-- start of Material --

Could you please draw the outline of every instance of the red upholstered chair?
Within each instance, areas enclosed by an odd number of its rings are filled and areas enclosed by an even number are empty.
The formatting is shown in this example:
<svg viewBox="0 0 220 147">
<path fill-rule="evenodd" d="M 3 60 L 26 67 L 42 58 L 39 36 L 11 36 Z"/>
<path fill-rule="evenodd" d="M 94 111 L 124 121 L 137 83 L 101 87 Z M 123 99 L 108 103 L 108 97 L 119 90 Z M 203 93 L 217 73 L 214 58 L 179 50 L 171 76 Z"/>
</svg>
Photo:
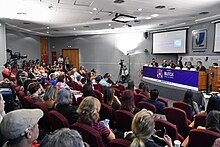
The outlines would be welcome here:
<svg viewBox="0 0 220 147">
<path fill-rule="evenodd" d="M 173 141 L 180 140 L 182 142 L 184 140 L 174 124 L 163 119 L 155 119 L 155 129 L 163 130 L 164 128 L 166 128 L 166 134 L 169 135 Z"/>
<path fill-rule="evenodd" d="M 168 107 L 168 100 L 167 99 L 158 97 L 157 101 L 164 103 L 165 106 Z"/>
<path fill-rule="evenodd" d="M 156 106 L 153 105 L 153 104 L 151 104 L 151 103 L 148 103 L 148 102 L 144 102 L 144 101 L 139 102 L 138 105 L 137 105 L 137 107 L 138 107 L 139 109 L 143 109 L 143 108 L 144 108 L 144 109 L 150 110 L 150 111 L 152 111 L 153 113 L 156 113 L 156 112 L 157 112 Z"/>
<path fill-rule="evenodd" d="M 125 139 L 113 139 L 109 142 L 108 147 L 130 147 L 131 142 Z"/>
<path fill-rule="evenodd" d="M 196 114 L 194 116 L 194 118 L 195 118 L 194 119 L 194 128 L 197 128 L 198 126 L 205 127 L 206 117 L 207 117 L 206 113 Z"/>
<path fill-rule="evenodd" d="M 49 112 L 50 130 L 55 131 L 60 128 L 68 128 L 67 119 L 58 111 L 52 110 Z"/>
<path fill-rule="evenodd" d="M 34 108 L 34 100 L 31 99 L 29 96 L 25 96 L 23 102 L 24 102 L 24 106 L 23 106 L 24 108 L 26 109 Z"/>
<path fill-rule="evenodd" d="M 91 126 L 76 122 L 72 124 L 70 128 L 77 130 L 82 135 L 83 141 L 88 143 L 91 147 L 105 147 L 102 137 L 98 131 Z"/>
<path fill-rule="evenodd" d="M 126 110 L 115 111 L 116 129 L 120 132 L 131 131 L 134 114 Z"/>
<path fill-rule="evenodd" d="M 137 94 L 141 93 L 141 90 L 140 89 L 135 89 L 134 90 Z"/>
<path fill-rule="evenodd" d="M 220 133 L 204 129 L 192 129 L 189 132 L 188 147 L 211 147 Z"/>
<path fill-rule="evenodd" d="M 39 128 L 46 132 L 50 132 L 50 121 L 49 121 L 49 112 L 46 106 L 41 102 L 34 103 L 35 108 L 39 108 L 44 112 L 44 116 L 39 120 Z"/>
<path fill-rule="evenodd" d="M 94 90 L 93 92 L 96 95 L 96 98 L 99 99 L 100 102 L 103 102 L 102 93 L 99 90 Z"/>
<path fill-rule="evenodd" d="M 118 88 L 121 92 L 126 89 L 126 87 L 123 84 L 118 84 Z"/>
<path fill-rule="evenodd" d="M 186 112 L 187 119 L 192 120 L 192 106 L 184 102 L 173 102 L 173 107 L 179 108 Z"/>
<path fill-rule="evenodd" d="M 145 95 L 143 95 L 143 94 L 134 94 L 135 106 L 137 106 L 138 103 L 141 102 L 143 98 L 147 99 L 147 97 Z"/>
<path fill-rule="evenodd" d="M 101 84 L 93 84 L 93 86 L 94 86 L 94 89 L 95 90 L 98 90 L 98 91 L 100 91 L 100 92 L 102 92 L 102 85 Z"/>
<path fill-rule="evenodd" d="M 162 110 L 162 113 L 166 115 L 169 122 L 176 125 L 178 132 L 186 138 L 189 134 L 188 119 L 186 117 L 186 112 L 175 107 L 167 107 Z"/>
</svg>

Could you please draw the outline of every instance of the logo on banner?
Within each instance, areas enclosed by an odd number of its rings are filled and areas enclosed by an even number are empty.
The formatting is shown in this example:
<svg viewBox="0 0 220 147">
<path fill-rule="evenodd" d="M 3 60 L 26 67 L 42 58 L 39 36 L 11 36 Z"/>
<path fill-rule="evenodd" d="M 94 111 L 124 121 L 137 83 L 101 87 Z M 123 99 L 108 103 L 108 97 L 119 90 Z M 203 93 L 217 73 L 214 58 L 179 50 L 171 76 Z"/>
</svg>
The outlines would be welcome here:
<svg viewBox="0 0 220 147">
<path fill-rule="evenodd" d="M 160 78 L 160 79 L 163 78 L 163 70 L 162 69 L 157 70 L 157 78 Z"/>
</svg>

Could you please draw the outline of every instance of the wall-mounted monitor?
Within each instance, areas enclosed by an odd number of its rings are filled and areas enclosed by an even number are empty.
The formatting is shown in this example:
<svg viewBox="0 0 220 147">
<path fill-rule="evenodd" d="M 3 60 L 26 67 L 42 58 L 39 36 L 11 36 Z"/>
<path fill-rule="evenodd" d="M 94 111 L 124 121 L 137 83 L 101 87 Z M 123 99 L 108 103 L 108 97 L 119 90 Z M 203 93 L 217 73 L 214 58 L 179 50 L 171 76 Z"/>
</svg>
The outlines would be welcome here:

-- end of Material --

§ **Challenge**: Write out all the entries exactly, except for the pictures.

§ **Expected output**:
Could you please draw the outline of every instance of the red upholstered chair?
Within each instance, areas enclosed by an odd number of its rings are filled and areas enclosed by an even number are empty.
The formatting is shown in this example:
<svg viewBox="0 0 220 147">
<path fill-rule="evenodd" d="M 3 60 L 26 67 L 42 58 L 39 36 L 11 36 Z"/>
<path fill-rule="evenodd" d="M 94 111 L 124 121 L 137 83 L 101 87 Z M 123 99 L 108 103 L 108 97 L 119 90 Z M 203 93 L 217 73 L 214 58 L 179 50 L 171 76 Z"/>
</svg>
Photo:
The outlines would be welcome here:
<svg viewBox="0 0 220 147">
<path fill-rule="evenodd" d="M 173 141 L 180 140 L 182 142 L 184 140 L 174 124 L 163 119 L 155 119 L 155 129 L 163 130 L 164 128 L 166 128 L 166 134 L 169 135 Z"/>
<path fill-rule="evenodd" d="M 168 107 L 168 100 L 167 99 L 158 97 L 157 101 L 164 103 L 165 106 Z"/>
<path fill-rule="evenodd" d="M 156 106 L 153 105 L 153 104 L 151 104 L 151 103 L 148 103 L 148 102 L 144 102 L 144 101 L 139 102 L 138 105 L 137 105 L 137 107 L 138 107 L 139 109 L 143 109 L 143 108 L 144 108 L 144 109 L 150 110 L 150 111 L 152 111 L 153 113 L 156 113 L 156 112 L 157 112 Z"/>
<path fill-rule="evenodd" d="M 125 139 L 113 139 L 109 142 L 108 147 L 130 147 L 131 142 Z"/>
<path fill-rule="evenodd" d="M 196 114 L 194 116 L 194 118 L 195 118 L 194 119 L 194 128 L 197 128 L 198 126 L 205 127 L 206 117 L 207 117 L 206 113 Z"/>
<path fill-rule="evenodd" d="M 49 112 L 50 130 L 55 131 L 60 128 L 68 128 L 67 119 L 58 111 L 52 110 Z"/>
<path fill-rule="evenodd" d="M 34 108 L 34 100 L 31 99 L 29 96 L 25 96 L 23 102 L 24 102 L 24 106 L 23 106 L 24 108 L 26 109 Z"/>
<path fill-rule="evenodd" d="M 91 126 L 76 122 L 72 124 L 70 128 L 77 130 L 82 135 L 83 141 L 88 143 L 91 147 L 105 147 L 102 137 L 98 131 Z"/>
<path fill-rule="evenodd" d="M 126 110 L 115 111 L 116 129 L 120 132 L 131 131 L 134 114 Z"/>
<path fill-rule="evenodd" d="M 137 94 L 141 93 L 141 90 L 140 89 L 135 89 L 134 90 Z"/>
<path fill-rule="evenodd" d="M 220 133 L 204 129 L 192 129 L 189 132 L 188 147 L 211 147 Z"/>
<path fill-rule="evenodd" d="M 39 128 L 46 132 L 50 132 L 50 121 L 49 121 L 49 112 L 46 106 L 41 102 L 34 103 L 35 108 L 39 108 L 44 112 L 44 116 L 39 120 Z"/>
<path fill-rule="evenodd" d="M 94 90 L 93 92 L 96 95 L 96 98 L 99 99 L 100 102 L 103 102 L 102 93 L 99 90 Z"/>
<path fill-rule="evenodd" d="M 118 88 L 121 92 L 126 89 L 126 87 L 123 84 L 118 84 Z"/>
<path fill-rule="evenodd" d="M 186 112 L 187 119 L 192 120 L 192 106 L 184 102 L 173 102 L 173 107 L 179 108 Z"/>
<path fill-rule="evenodd" d="M 145 95 L 143 95 L 143 94 L 134 94 L 135 106 L 137 106 L 138 103 L 141 102 L 143 98 L 147 99 L 147 97 Z"/>
<path fill-rule="evenodd" d="M 101 84 L 93 84 L 93 86 L 94 86 L 94 89 L 95 90 L 98 90 L 98 91 L 100 91 L 100 92 L 102 92 L 102 85 Z"/>
<path fill-rule="evenodd" d="M 162 110 L 162 113 L 166 115 L 169 122 L 176 125 L 178 132 L 186 138 L 189 134 L 188 119 L 186 117 L 186 112 L 175 107 L 167 107 Z"/>
</svg>

Could you please draw the outline of every instance of the logo on banner?
Within each instance, areas enclosed by an odd number of its rings are filled and areas enclosed by an even number are empty.
The formatting is shown in this example:
<svg viewBox="0 0 220 147">
<path fill-rule="evenodd" d="M 3 60 L 26 67 L 42 58 L 39 36 L 11 36 Z"/>
<path fill-rule="evenodd" d="M 94 111 L 124 121 L 137 83 L 101 87 Z M 123 99 L 108 103 L 108 97 L 119 90 Z M 203 93 L 217 73 L 214 58 L 179 50 L 171 76 Z"/>
</svg>
The outlines would be welcome here:
<svg viewBox="0 0 220 147">
<path fill-rule="evenodd" d="M 160 78 L 160 79 L 163 78 L 163 70 L 162 69 L 157 70 L 157 78 Z"/>
</svg>

Could you please draw the outline of every instance of the wall-mounted monitor?
Within each instance, areas enclosed by an odd number of its rings are filled and areas enclosed by an even number are empty.
The formatting is shown in this example:
<svg viewBox="0 0 220 147">
<path fill-rule="evenodd" d="M 3 60 L 26 67 L 42 58 L 39 36 L 11 36 Z"/>
<path fill-rule="evenodd" d="M 94 111 L 124 121 L 137 83 L 101 87 Z M 123 99 L 108 103 L 108 97 L 119 90 Z M 203 93 L 217 73 L 214 58 L 179 50 L 171 76 Z"/>
</svg>
The outlines would be welcome here:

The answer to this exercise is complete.